:: What to do ::
Return only those lines of the records below in which "effigy" appears.

━━ Provided information

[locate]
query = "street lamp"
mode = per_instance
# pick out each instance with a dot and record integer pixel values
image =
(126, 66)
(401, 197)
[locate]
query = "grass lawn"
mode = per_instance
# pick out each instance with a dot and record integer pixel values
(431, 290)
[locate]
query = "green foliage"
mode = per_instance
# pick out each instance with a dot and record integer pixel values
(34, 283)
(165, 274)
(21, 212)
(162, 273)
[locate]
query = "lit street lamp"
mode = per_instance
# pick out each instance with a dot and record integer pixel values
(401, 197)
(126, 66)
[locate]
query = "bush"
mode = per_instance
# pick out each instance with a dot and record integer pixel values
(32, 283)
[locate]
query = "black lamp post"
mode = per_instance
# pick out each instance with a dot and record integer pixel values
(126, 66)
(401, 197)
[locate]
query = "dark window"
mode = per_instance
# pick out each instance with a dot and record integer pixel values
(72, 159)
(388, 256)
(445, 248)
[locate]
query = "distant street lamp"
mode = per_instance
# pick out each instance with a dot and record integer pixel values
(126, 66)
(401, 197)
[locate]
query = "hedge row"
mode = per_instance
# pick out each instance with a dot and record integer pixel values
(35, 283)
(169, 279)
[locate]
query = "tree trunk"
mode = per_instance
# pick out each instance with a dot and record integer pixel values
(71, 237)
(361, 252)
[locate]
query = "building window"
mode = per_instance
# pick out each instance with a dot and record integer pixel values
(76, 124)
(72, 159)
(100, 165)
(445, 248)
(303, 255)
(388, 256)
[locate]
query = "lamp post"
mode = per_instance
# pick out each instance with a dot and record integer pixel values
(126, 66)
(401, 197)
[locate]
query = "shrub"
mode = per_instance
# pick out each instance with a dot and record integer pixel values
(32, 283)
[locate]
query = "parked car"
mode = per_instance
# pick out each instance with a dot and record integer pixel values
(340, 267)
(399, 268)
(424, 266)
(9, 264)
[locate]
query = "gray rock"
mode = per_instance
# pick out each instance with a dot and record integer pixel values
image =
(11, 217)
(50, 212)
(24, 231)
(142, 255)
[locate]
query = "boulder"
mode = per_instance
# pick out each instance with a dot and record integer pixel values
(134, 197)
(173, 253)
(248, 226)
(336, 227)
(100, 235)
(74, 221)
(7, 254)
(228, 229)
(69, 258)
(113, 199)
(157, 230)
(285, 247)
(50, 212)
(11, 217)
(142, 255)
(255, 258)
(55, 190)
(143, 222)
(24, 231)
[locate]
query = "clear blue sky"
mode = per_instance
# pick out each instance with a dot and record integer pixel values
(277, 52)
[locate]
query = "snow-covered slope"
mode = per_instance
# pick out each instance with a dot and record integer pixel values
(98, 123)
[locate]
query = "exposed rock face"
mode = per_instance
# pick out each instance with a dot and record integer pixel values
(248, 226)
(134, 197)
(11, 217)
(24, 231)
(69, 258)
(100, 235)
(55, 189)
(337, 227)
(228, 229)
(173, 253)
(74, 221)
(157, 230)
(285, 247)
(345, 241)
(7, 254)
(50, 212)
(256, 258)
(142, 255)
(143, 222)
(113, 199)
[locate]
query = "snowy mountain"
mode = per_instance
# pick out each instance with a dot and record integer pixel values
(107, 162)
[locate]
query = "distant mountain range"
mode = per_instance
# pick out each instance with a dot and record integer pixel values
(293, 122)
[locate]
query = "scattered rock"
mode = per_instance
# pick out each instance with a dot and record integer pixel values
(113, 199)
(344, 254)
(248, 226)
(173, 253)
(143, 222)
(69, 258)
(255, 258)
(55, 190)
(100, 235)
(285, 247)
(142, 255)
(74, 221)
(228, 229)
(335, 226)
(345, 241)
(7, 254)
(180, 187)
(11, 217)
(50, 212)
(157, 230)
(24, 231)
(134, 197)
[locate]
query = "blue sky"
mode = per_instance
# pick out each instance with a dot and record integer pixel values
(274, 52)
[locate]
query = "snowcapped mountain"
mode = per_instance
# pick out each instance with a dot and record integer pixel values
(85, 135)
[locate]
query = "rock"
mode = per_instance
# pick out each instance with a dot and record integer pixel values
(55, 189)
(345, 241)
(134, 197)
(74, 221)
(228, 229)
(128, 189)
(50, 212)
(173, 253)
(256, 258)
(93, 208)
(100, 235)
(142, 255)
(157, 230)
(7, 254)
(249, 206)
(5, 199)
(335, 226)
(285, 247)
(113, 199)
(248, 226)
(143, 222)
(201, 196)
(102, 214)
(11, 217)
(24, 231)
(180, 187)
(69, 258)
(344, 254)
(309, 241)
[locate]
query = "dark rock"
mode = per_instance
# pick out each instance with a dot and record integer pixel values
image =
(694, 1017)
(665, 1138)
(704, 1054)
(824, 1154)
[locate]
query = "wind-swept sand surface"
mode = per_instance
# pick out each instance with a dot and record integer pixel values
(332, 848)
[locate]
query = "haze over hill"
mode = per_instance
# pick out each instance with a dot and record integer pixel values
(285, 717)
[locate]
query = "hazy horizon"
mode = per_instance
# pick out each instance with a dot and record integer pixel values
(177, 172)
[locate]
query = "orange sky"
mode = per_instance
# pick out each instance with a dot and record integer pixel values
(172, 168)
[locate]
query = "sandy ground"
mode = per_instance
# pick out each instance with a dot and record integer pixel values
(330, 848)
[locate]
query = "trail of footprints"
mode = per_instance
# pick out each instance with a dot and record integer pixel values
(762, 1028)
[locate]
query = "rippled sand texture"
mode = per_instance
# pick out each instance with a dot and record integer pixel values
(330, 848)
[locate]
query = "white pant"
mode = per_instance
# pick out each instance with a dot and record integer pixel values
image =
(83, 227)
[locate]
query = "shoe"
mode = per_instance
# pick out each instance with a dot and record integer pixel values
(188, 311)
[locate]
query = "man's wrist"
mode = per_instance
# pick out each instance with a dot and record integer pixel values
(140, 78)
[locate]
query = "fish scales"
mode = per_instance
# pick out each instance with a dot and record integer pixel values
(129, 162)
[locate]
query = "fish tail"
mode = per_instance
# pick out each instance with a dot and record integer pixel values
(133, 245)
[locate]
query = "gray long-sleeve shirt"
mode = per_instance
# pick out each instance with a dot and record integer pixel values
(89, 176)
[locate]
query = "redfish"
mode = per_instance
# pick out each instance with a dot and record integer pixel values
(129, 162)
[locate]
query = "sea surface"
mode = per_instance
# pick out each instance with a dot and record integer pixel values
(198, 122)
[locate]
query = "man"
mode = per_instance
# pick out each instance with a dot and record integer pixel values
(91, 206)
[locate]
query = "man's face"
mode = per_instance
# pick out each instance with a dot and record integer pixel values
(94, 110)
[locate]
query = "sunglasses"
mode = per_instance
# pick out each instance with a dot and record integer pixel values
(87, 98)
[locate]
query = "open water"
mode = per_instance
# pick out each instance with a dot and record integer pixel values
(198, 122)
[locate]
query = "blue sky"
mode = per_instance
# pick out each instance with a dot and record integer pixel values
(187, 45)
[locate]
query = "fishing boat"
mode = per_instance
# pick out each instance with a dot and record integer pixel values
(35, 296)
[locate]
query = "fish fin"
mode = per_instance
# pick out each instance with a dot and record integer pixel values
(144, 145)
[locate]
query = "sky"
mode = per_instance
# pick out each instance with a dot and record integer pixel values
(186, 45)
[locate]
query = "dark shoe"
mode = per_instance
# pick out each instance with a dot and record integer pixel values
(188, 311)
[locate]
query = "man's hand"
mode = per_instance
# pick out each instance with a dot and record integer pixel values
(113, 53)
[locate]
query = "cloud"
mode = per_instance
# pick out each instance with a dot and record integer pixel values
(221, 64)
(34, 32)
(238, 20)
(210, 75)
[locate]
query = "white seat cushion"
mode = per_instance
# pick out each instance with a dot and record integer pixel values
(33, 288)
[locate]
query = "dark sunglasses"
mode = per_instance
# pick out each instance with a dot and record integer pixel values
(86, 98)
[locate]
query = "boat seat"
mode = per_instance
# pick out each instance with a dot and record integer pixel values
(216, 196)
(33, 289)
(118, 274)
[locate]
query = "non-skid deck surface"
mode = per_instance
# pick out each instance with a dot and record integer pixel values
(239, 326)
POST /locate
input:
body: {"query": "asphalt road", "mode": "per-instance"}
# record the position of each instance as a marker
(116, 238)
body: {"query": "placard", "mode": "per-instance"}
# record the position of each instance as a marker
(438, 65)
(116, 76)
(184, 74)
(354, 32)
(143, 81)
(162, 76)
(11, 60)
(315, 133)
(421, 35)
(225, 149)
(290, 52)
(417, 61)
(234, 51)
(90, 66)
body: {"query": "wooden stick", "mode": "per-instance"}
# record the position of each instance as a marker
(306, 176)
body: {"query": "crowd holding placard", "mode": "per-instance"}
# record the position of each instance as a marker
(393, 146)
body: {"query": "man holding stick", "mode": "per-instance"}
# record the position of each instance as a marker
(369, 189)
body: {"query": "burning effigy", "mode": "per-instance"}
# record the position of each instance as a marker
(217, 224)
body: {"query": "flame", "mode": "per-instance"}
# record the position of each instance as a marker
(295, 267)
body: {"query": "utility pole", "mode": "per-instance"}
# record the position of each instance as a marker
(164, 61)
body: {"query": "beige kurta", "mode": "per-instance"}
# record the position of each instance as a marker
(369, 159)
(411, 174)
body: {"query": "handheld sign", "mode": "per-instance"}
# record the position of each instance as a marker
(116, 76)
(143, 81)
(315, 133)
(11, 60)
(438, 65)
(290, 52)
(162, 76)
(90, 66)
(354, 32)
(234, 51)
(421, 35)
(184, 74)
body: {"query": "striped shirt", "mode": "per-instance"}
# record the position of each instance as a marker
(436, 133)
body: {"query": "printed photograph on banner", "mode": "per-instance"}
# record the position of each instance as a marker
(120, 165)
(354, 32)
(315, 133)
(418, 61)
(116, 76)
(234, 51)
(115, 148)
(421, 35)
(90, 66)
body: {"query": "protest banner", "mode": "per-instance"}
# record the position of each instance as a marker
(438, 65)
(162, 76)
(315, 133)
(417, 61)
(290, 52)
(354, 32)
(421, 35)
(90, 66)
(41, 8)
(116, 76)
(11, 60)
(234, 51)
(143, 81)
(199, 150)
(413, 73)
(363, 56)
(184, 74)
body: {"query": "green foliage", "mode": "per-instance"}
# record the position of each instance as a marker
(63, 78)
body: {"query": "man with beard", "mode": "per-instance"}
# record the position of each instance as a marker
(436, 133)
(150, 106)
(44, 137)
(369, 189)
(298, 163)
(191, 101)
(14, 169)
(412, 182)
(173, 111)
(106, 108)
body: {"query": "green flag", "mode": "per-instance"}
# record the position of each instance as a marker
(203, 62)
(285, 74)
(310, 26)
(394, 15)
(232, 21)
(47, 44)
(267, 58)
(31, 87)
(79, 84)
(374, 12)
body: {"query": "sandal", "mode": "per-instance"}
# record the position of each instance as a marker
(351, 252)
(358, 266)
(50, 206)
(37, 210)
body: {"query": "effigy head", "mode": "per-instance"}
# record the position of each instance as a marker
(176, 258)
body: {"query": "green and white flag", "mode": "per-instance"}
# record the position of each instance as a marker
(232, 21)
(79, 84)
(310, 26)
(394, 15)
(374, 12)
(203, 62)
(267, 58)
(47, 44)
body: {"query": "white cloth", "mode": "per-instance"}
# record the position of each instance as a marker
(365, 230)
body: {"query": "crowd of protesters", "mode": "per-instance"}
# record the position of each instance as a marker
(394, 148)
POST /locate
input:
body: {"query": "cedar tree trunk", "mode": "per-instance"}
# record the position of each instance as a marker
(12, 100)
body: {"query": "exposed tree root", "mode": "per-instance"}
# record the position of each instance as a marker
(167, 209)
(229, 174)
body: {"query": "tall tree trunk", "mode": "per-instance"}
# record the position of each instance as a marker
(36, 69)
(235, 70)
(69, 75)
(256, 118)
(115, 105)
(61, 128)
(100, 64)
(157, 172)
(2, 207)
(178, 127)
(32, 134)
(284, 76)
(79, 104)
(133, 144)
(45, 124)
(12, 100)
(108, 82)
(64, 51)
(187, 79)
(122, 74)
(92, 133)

━━━━

:: Exercise output ::
body: {"query": "burning effigy", "mode": "per-instance"}
body: {"query": "effigy head", "mode": "per-instance"}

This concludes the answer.